◆ **Problem requirements**
Print every line of the data below with no changes of any kind.

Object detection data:
....

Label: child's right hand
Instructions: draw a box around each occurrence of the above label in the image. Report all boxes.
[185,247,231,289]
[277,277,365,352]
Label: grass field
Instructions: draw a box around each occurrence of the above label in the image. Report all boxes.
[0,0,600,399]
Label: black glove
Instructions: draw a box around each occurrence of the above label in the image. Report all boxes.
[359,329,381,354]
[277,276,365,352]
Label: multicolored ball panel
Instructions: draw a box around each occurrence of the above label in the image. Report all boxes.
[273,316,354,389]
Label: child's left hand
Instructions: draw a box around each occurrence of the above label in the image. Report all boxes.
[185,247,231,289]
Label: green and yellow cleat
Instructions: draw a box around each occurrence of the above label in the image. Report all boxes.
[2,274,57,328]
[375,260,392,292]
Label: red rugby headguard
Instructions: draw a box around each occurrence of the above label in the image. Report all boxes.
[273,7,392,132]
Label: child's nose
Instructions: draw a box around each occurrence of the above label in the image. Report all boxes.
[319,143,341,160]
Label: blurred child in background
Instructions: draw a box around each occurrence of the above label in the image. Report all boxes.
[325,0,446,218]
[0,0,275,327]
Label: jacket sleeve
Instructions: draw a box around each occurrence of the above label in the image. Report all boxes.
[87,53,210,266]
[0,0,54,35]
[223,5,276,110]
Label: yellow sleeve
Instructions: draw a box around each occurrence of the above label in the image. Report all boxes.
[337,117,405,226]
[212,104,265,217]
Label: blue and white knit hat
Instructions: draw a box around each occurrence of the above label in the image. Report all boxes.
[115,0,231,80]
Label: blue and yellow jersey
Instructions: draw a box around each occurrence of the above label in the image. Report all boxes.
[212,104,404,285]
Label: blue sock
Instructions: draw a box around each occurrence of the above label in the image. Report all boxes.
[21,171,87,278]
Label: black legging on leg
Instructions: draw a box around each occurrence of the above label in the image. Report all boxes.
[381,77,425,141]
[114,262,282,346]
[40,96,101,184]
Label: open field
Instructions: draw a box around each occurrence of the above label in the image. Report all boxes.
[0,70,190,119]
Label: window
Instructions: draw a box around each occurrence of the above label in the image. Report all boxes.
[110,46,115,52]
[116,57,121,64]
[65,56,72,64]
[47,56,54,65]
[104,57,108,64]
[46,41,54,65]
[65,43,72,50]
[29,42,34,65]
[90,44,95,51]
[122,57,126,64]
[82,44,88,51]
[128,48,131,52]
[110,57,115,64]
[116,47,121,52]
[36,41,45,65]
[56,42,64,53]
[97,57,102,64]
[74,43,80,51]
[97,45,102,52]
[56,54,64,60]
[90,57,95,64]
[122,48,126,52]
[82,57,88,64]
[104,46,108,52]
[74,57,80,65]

....

◆ **Complete output**
Label: child's right hand
Instructions: draw a box around each occurrence of the above label in the image. Report all boxes.
[185,247,231,289]
[277,277,365,352]
Label: grass field
Instructions: draw a box around each occurrence of the above label in the image. Report all boxes.
[0,0,600,399]
Label: black glove
Instructions: draw a box around each occurrence of the above label in the image. Report all boxes.
[359,329,381,354]
[277,276,365,352]
Label: multicolored ball panel
Instructions: draw a box around each occurrence of the above label in the image. Report all boxes.
[273,316,354,389]
Label: child's left hand
Instructions: draw a box around each occurrence of the above label in the image. Report all boxes.
[185,247,231,289]
Label: green and yellow cleat
Instructions: draw a box around each occurrence of the above label in the image. Report all boxes.
[2,274,57,328]
[375,260,392,292]
Label: red rugby headguard
Instructions: draw a box around each occurrence of the above label in the image. Report all boxes.
[273,7,392,132]
Label: child's nose
Instructions: draw a box around each occurrence of the above label in the image. Report all boxes.
[319,143,341,160]
Label: blurred child in background
Instructions: draw a box around each occurrence of the above label in the image. Report all boxes.
[325,0,446,218]
[0,0,275,327]
Label: jacket sleeve
Instructions: draw a box around each occurrence of the above label in the image. Report all boxes.
[87,53,210,266]
[0,0,54,35]
[223,5,276,110]
Label: yellow sleeve
Instructions: draw a box around each occurrence of the above label in the image. Report all boxes.
[337,117,405,226]
[212,104,265,217]
Label: blue and white knit hat
Instructions: draw a box around each occurrence of the above label in the image. Report all boxes.
[115,0,231,80]
Label: blue and yellow jersey
Instructions: draw a box around each occurrence of the above label in the image. Report all boxes.
[212,104,404,285]
Label: blue sock
Instructions: draw a box around each occurrence of the above label in the image. Report all boxes.
[21,171,87,278]
Label: black legging on leg
Instructions: draw a box around each occurrence of the above label in the image. Report all boxes.
[381,77,425,141]
[114,262,282,346]
[40,96,101,184]
Label: open field
Instructions: draw a box around each occurrence of the above label in the image. Report all boxes.
[0,70,190,119]
Label: window
Instructions: draw a box around each occurrence of the above label in the image. Report all boxes.
[110,46,115,52]
[116,57,121,64]
[65,56,72,64]
[47,56,54,65]
[104,57,108,64]
[46,41,54,65]
[65,43,72,50]
[29,42,34,65]
[90,44,95,51]
[122,57,126,64]
[82,44,88,51]
[128,48,131,52]
[110,57,115,64]
[116,47,121,52]
[36,41,45,65]
[56,42,64,53]
[97,57,102,64]
[74,43,80,51]
[97,45,102,52]
[56,54,64,60]
[90,57,95,64]
[122,48,126,52]
[82,57,88,64]
[104,46,108,52]
[74,57,80,65]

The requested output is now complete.